* The problem: Print the lines below verbatim, omitting the pictures.
## Start
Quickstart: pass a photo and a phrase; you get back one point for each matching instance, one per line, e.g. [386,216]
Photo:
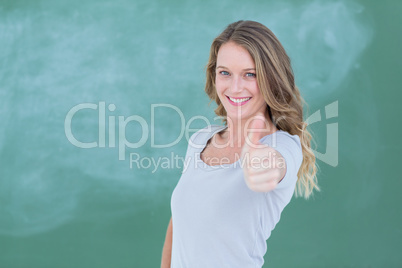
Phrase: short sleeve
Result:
[290,148]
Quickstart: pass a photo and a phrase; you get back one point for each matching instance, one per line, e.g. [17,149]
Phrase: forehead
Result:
[233,54]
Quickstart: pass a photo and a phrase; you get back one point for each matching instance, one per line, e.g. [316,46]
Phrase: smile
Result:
[238,101]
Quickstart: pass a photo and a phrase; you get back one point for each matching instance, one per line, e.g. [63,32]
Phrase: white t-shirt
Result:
[217,220]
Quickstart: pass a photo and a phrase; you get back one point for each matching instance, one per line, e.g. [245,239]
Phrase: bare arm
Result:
[167,247]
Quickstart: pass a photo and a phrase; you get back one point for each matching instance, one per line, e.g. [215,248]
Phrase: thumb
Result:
[256,130]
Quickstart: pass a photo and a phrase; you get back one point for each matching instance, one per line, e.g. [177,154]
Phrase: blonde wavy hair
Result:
[276,82]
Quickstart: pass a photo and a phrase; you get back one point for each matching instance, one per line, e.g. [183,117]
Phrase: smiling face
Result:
[236,83]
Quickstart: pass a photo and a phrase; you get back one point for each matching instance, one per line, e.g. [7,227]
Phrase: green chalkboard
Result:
[92,93]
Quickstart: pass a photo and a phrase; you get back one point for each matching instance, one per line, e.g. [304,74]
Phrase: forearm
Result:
## End
* Result of this task:
Quickstart: pass a photo and a phrase; you get back one point for each matching instance, one per line, e.g. [386,216]
Photo:
Phrase: short sleeve
Result:
[290,148]
Quickstart: pass a photo and a phrase; you get back one point for each matching instance, one per line, e.g. [17,149]
Phrase: forehead
Result:
[233,54]
Quickstart: pass a photo and a phrase; you get back one point for each matching instance, one per line, e.g. [316,46]
Phrase: smile
Result:
[238,101]
Quickstart: pass a photo and a phrase; you get back one point for each matching instance, one per line, e.g. [63,32]
Phrase: white t-shirt
Result:
[217,220]
Quickstart: pass a photo and a phrase; you get back one point for each matching instance, one per line, e.g. [245,239]
Phrase: bare arm
Result:
[167,247]
Quickstart: pass a photo and a phrase; you get back one point for each matching instance, one per line, e.g. [215,248]
Phrase: thumb
Result:
[256,130]
Quickstart: pass a photo and a phrase; you get back one point for each matching instance, one per line, e.g. [177,154]
Phrase: blonde wavy hair
Result:
[276,82]
Quickstart: pass a photo and a phrase; you get back one point for each matching instance, one per line, e.g. [183,117]
Phrase: smiling face
Result:
[236,83]
Quickstart: pass a photo and a phrase; you get back one point for each matching instance, one per line, e.g. [7,227]
Phrase: green chalkboard
Result:
[92,93]
Quickstart: pass a photo and a phrase; you get back one point for each matching instance, one per line, e.g. [304,74]
Phrase: forearm
Result:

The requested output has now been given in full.